◆ Problems ◆
A) In the Form 1099-K FAQ text, what amount did the American Rescue Plan Act of 2021 lower the reporting threshold for third party network transactions to?
B) Summarize the Form 1099-K FAQ text in two sentences.
C) Carry the Form 1099-K FAQ text forward from its final sentence.
— START OF Given passage —
On December 28, 2022, the IRS updated the frequently asked questions (FAQs) for Form 1099-K, Payment Card and Third Party Network Transactions, in Fact Sheet FS-2022-41:

https://www.irs.gov/pub/taxpros/fs-2022-41.pdf

Updates were made to the following sections of the FAQs:

– Definitions

– General information

– Individuals

Notably, these IRS frequently asked questions define what qualifies as a payment card and outlines what characterizes a third party payment network.

Here’s a glimpse at the questions answered:

Q1. Why am I receiving a Form 1099-K, from a payment card or third party settlement organization?

A1. Third party information reporting for certain income is required by law. Third party information reporting has been shown to increase voluntary tax compliance, improve tax collections and assessments within the IRS, and thereby reduce the tax gap.


Q2. How is the IRS planning to address the changes to the Form 1099-K reporting requirements?

A2. As outlined in Notice 2023-10, the IRS is delaying the implementation of the requirement for third party business reporting more than $600 for the 2022 calendar year. More specifically, the IRS is delaying the implementation of the provision of the American Rescue Plan Act of 2021 that:

  • Lowered the threshold for reporting third party network transactions from aggregate payments exceeding $20,000 to aggregate payments exceeding $600 during the calendar year.
  • Eliminated the 200 transaction threshold for reporting third party network transactions entirely.

Q3. Is the gain or loss on the sale of a personal item used to compute my taxable income? Is that reported on a Form 1099-K?

A3. Gain or loss on the sale of a personal item is generally the difference between the amount you paid for the item (the purchase price) and the amount you receive when you sell it (the sales price).

For example, if you bought a refrigerator for $1,000 (the purchase price) and sold it for $600 (the sales price), you have a loss of $400. $600 sales price – $1,000 purchase price = ($400) loss amount.

On the other hand, if you bought concert tickets for $500 (the purchase price) and sold them for $900 (the sales price), you have a gain of $400. $900 sales price – $500 purchase price = $400 gain amount.

The gain on the sale of a personal item is taxable. You must report the transaction (gain on sale) on Form 8949, Sales and Other Dispositions of Capital Assets, and Form 1040, U.S. Individual Income Tax Return, Schedule D, Capital Gains and Losses. See Publication 551, Basis of Assets, for guidance in determining your basis.
— END OF Given passage —
— START OF Extracted material —
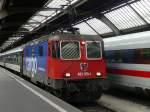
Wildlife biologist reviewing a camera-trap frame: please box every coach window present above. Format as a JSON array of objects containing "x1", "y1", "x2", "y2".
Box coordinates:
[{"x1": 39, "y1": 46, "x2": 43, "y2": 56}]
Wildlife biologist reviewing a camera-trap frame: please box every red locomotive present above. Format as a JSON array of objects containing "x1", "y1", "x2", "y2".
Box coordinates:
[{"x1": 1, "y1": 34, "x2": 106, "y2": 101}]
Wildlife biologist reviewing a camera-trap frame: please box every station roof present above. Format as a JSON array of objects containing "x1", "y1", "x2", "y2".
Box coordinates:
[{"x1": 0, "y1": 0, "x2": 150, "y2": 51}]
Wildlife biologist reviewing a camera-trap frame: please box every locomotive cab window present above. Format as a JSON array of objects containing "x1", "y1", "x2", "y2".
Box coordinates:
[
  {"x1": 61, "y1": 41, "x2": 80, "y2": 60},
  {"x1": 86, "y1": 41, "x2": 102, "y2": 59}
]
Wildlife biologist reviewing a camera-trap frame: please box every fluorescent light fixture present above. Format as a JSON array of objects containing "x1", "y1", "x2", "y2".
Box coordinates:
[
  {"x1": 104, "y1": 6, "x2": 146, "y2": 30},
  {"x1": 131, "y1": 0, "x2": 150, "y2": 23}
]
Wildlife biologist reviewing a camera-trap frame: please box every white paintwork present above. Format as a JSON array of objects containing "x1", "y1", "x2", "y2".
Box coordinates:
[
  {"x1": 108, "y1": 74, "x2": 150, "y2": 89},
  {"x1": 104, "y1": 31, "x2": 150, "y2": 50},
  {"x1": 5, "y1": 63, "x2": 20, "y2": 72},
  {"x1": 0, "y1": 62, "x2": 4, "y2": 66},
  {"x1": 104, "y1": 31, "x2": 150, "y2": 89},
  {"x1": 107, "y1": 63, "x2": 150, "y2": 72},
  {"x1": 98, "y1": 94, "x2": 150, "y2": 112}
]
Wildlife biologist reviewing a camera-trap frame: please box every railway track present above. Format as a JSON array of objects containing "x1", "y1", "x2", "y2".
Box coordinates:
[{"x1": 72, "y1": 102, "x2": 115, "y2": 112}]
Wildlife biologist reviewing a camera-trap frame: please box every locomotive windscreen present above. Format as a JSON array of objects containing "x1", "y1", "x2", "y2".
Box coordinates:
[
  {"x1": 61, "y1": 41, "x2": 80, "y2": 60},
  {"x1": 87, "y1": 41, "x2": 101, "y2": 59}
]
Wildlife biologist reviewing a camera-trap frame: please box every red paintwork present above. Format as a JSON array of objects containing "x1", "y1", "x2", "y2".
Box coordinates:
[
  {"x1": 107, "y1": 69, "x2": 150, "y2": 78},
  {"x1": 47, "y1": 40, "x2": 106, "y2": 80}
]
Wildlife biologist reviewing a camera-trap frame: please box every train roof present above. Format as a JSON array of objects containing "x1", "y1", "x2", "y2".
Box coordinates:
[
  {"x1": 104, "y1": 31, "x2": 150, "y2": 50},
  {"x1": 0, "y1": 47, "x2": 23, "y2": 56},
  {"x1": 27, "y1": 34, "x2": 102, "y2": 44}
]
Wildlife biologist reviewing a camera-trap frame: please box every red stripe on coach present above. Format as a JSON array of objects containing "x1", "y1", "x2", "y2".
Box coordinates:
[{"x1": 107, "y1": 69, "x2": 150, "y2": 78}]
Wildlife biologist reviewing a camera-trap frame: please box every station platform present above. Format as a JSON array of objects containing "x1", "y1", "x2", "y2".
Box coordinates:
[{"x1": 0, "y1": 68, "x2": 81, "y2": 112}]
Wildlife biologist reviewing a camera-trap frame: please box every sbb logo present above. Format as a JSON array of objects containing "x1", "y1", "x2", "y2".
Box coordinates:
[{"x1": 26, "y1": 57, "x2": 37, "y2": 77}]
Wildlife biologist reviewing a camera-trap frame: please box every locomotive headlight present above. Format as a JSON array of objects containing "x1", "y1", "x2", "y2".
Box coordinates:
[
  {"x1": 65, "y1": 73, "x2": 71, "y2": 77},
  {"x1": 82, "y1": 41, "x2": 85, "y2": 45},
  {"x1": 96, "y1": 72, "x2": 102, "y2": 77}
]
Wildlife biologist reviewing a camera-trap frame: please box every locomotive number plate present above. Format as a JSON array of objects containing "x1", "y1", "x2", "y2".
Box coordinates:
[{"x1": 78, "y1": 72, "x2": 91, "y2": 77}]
— END OF Extracted material —
◆ Answer list ◆
A) Aggregate payments exceeding $600 during the calendar year, down from aggregate payments exceeding $20,000.

B) On December 28, 2022, the IRS updated its Form 1099-K FAQs in Fact Sheet FS-2022-41, revising the sections on definitions, general information, and individuals. The FAQs explain why people receive the form, say the IRS is delaying the American Rescue Plan Act's lower $600 reporting threshold for 2022, and show how to figure gain or loss when selling a personal item, noting that a gain is taxable.

C)
The gain on the sale of a personal item might be reported on a Form 1099-K. If you receive a Form 1099-K reporting the $900 that you received from the sale of your concert tickets that cost you only $500, you must report the gain on Form 8949 and Schedule D.

The loss on the sale of a personal item is not deductible. For calendar year 2022 tax returns, if you receive a Form 1099-K, for the sale of a personal item that resulted in a loss, you should make offsetting entries on Form 1040, U.S. Individual Income Tax Return, Schedule 1, Additional Income and Adjustments to Income, as follows:

Report your proceeds (the Form 1099-K amount) on Part I – Line 8z – Other Income, using the description “Form 1099-K Personal Item Sold at a Loss.”

Report your costs, up to but not more than the proceeds amount (the Form 1099-K amount), on Part II – Line 24z – Other Adjustments, using the description “Form 1099-K Personal Item Sold at a Loss.”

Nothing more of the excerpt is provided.